■ **Document**:
Let’s compute the RMSE of our OLS regression model. Remember, we want to assess our model’s performance on the test data not the training data since that gives us a better idea of how our model generalizes. To do so, the following:

Makes predictions with our test data,
Adds the actual Sale_Price values from our test data,
Computes the RMSE.

lm_ols %>%
   predict(test) %>%
   bind_cols(test %>% select(Sale_Price)) %>%
   rmse(truth = Sale_Price, estimate = .pred)
## # A tibble: 1 × 3
##   .metric .estimator .estimate
##   <chr>   <chr>          <dbl>
## 1 rmse    standard      45445.

The RMSE value suggests that, on average, our model mispredicts the expected sale price of a home by about $45K.

Other common loss functions for regression models include:

Deviance: Short for mean residual deviance. In essence, it provides a degree to which a model explains the variation in a set of data when using maximum likelihood estimation. Essentially this compares a saturated model (i.e. fully featured model) to an unsaturated model (i.e. intercept only or average). If the response variable distribution is Gaussian, then it will be approximately equal to MSE. When not, it usually gives a more useful estimate of error. Deviance is often used with classification models. ⁶ Objective: minimize
MAE: Mean absolute error. Similar to MSE but rather than squaring, it just takes the mean absolute difference between the actual and predicted values ($MAE = \frac{1}{n} \sum^n_{i=1}(\vert y_i - \hat y_i \vert)$). This results in less emphasis on larger errors than MSE. Objective: minimize
RMSLE: Root mean squared logarithmic error. Similar to RMSE but it performs a log() on the actual and predicted values prior to computing the difference ($RMSLE = \sqrt{\frac{1}{n} \sum^n_{i=1}(log(y_i + 1) - log(\hat y_i + 1))^2}$). When your response variable has a wide range of values, large response values with large errors can dominate the MSE/RMSE metric. RMSLE minimizes this impact so that small response values with large errors can have just as meaningful of an impact as large response values with large errors. Objective: minimize

2.5.2 Classification models

When applying classification models, we often use a confusion matrix to evaluate certain performance measures. A confusion matrix is simply a matrix that compares actual categorical levels (or events) to the predicted categorical levels. When we predict the right level, we refer to this as a true positive. However, if we predict a level or event that did not happen this is called a false positive (i.e. we predicted a customer would redeem a coupon and they did not). Alternatively, when we do not predict a level or event and it does happen that this is called a false negative (i.e. a customer that we did not predict to redeem a coupon does).

■ **To be done**:
a. Retype the stretch of the model evaluation passage from "Makes predictions with" through "by about $45K.".
b. Answer these questions from the model evaluation passage:
(i) What RMSE value does the OLS regression model produce on the test data?
(ii) What does the abbreviation MAE stand for?
(iii) What term describes predicting a level or event that did not happen?
c. According to the model evaluation passage, why should the model's performance be assessed on the test data rather than the training data?

■ **Record list**:
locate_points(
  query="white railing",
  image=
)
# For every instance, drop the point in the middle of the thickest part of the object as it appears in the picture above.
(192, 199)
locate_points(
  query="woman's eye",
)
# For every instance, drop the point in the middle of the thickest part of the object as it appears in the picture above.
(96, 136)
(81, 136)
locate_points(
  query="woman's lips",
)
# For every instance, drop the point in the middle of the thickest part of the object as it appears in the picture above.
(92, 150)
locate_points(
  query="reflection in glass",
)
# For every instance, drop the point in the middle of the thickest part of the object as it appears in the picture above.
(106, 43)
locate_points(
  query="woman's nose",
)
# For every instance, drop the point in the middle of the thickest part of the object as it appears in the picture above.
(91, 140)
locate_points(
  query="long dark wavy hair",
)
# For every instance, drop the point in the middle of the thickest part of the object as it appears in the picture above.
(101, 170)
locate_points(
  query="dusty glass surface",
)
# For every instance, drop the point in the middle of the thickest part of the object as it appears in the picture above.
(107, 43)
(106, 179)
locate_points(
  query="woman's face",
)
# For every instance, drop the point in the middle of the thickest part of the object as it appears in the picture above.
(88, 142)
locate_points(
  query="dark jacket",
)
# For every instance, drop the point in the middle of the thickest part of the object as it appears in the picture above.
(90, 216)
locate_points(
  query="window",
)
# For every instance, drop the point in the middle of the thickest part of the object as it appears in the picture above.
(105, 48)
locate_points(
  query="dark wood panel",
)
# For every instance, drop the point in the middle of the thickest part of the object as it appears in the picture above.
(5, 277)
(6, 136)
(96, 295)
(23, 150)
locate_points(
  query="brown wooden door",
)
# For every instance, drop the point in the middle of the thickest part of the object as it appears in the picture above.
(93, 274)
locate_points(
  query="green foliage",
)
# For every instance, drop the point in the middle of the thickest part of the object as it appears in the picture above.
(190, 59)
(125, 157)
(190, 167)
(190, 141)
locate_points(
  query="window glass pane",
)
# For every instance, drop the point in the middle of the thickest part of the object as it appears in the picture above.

■ **Responses**:
a.
Makes predictions with our test data,
Adds the actual Sale_Price values from our test data,
Computes the RMSE.

lm_ols %>%
   predict(test) %>%
   bind_cols(test %>% select(Sale_Price)) %>%
   rmse(truth = Sale_Price, estimate = .pred)
## # A tibble: 1 × 3
##   .metric .estimator .estimate
##   <chr>   <chr>          <dbl>
## 1 rmse    standard      45445.

The RMSE value suggests that, on average, our model mispredicts the expected sale price of a home by about $45K.

b.
(i) 45445, or about $45K.
(ii) Mean absolute error.
(iii) A false positive.

c. Assessing performance on the test data gives a better idea of how the model generalizes.